Work to complete: Update everything from the start of the entries down to and including the line containing "[[218, 501], [255, 497]]" by replacing "Point out" with "Mark" and leaving all else unchanged. Give only those lines.

Extracted information:
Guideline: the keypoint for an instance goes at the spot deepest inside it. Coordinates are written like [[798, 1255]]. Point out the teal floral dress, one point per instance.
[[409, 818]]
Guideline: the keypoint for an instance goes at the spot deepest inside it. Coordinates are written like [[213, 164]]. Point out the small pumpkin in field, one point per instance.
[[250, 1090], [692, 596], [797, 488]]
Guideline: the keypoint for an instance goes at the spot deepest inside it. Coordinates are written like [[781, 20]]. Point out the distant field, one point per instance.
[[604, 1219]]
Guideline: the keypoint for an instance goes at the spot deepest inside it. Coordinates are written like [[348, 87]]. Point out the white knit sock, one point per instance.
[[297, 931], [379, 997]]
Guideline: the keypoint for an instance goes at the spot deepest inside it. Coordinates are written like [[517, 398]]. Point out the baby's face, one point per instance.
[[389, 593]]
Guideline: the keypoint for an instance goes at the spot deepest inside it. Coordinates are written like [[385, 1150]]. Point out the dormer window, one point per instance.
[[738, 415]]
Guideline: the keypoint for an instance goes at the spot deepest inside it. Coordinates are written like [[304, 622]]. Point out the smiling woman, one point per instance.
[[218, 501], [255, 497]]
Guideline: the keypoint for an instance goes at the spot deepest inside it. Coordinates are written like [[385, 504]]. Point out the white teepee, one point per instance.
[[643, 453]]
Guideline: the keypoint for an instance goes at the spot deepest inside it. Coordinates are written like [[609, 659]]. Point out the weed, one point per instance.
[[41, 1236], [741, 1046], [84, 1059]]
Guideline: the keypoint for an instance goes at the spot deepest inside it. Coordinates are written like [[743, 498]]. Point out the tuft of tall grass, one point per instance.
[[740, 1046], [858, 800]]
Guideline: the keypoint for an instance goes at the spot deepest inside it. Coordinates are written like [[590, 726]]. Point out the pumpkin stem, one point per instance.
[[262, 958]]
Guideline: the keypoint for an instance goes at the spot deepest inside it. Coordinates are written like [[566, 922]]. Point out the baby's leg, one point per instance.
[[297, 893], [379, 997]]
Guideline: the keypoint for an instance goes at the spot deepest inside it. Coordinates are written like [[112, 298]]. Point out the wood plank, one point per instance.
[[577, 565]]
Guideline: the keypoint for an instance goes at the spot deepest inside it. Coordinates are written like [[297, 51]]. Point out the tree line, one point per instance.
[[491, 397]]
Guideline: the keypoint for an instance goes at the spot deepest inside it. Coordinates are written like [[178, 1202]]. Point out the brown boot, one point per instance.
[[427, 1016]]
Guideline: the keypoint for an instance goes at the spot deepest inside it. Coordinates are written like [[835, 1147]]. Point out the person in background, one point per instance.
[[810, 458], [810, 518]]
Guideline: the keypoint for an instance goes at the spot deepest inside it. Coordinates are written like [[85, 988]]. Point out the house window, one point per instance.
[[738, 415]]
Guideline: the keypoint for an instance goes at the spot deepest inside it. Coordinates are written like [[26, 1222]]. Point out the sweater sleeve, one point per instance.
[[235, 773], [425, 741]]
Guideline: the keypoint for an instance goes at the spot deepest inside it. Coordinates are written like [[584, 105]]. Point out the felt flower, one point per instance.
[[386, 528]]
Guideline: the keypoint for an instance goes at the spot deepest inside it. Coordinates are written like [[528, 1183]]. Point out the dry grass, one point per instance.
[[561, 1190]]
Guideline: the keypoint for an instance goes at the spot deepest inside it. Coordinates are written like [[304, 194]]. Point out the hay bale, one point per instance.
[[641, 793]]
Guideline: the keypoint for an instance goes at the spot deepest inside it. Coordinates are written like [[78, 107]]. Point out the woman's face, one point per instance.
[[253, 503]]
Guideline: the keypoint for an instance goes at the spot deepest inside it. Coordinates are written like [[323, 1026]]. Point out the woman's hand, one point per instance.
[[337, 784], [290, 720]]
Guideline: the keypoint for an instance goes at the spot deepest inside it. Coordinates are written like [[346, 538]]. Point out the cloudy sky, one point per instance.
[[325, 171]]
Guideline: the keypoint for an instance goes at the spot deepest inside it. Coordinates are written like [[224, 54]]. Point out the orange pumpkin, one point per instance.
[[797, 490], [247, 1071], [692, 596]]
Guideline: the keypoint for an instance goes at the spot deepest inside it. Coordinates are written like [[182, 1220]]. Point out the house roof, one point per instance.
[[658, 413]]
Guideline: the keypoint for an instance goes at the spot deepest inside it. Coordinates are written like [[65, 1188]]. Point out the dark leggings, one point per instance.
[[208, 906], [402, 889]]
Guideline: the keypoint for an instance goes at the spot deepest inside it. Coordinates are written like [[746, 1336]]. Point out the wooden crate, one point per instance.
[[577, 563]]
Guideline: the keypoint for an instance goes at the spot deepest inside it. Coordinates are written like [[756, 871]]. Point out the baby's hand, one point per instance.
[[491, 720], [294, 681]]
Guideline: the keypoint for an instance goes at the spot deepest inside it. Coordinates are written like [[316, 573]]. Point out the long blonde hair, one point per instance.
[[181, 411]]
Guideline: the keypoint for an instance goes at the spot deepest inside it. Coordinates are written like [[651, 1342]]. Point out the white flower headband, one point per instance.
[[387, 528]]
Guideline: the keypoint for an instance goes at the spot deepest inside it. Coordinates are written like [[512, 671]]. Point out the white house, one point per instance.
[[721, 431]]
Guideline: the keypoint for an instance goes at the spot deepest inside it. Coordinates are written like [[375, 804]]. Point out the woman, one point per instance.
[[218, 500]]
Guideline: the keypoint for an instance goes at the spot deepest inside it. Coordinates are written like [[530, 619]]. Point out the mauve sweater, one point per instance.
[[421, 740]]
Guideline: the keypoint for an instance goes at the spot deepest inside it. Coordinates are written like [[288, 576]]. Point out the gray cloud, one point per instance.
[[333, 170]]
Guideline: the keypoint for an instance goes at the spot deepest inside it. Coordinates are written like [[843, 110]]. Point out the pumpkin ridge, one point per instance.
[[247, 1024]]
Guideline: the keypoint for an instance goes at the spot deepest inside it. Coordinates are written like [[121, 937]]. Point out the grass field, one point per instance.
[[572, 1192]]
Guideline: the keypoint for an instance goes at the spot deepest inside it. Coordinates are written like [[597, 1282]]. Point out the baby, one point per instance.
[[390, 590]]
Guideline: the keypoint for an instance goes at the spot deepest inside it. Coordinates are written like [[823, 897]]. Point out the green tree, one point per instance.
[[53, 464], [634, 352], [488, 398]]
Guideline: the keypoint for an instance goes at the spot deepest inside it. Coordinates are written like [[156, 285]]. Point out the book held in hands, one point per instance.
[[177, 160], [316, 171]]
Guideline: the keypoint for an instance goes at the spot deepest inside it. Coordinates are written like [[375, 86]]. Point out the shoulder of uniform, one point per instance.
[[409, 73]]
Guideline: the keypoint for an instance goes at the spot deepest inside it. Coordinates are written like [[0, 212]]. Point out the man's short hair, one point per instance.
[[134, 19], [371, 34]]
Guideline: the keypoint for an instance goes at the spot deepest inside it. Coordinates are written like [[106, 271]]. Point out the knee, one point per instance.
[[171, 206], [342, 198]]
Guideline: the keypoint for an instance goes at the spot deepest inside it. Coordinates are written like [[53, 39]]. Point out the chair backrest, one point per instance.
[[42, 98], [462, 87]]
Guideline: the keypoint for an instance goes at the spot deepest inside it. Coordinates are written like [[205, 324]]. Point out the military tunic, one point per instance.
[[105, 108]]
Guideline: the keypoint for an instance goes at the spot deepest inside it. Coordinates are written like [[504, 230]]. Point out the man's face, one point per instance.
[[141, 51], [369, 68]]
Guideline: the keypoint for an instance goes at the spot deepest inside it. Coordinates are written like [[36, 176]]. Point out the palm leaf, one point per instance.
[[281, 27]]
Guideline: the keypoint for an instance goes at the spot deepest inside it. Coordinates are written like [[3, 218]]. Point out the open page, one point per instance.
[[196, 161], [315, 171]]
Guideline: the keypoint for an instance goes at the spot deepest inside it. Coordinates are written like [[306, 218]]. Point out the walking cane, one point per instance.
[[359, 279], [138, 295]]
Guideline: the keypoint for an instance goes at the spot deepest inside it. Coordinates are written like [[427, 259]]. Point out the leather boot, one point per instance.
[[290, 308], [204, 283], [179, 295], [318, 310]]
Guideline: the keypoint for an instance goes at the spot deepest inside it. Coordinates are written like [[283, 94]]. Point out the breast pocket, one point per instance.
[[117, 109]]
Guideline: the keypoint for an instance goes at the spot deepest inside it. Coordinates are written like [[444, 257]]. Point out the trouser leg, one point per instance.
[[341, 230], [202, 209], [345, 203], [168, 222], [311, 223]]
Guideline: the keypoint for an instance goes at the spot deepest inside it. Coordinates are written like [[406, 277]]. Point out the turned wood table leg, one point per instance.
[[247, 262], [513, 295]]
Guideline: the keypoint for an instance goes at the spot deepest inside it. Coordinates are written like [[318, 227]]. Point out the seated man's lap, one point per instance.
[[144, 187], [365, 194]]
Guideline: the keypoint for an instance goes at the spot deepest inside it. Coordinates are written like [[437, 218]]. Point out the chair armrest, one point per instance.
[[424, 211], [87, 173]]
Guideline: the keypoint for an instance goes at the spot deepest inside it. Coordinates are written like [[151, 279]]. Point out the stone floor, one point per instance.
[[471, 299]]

Response to the task:
Guideline: the keypoint for an instance goes at the spot deepest inside it. Coordinates are written like [[798, 1255]]. Mark the teal floral dress, one point per instance.
[[409, 818]]
Guideline: the keypoint for an instance goes at the spot deepest inside it. Coordinates are written like [[213, 164]]. Mark the small pumpkin in field, one point per instance.
[[250, 1090], [692, 596], [797, 488]]
Guideline: the keypoint for an instance goes at the spot deepest inside it. Coordinates are written like [[781, 20]]. Mark the distant field, one point per instance.
[[604, 1219]]
Guideline: the keypoint for an instance goes at the spot deepest inside it. Coordinates are written like [[348, 87]]. Mark the white knit sock, one point per instance.
[[297, 931], [379, 997]]
Guideline: the keypoint for an instance goes at the spot deepest inside it. Coordinates are written like [[517, 398]]. Mark the baby's face, one point per instance.
[[389, 593]]
Guideline: the keypoint for an instance goes at the spot deepest inside it. Coordinates are written like [[385, 1150]]. Mark the dormer window, one point per instance.
[[738, 415]]
Guideline: the keypoint for an instance goes at the spot deepest inside it. Coordinates are written like [[304, 622]]. Mark the smiling woman, one point per instance.
[[218, 501], [255, 497]]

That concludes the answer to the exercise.